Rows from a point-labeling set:
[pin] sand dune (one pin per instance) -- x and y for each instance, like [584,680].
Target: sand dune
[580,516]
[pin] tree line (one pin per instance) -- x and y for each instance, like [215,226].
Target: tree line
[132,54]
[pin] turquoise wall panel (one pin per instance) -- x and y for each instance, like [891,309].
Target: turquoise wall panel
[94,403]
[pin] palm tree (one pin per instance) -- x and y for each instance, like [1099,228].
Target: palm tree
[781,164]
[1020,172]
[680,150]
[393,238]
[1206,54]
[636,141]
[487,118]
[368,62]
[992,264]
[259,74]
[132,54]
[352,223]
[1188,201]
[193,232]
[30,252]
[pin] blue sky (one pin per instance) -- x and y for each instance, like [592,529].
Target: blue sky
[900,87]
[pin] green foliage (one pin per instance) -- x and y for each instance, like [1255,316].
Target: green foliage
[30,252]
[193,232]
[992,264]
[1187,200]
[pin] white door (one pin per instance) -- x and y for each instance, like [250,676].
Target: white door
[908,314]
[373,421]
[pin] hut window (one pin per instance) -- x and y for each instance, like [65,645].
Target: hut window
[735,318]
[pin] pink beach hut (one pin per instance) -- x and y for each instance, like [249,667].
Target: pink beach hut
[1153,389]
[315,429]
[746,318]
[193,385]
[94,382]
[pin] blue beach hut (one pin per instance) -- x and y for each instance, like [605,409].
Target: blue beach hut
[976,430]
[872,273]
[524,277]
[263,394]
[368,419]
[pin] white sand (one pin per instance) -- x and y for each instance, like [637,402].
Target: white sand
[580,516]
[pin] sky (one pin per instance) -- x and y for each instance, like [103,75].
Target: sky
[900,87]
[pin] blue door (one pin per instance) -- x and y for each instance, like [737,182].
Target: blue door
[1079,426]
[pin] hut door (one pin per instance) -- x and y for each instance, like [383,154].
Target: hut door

### THE REQUEST
Copy the rows from the line containing "[pin] blue beach" through the last row, substituting "doorway" for every "door" and changing nothing else.

### EXPECTED OUTPUT
[pin] blue beach hut (one pin per instance) -- x and y for each instance, like [605,409].
Target: blue beach hut
[976,430]
[872,273]
[524,277]
[263,394]
[368,419]
[pin] white sand (one pin per instance) -- x and y for each instance, like [637,402].
Target: white sand
[580,516]
[pin] sky (one pin per instance) -- x and y for each instance, like [103,75].
Target: sky
[900,87]
[pin] blue doorway (one pin per instance) -- x and y for each instance, like [737,182].
Target: blue doorway
[1079,426]
[pin] hut doorway (one pin per instance) -- x and y for each instance, like [383,154].
Target: hut doorway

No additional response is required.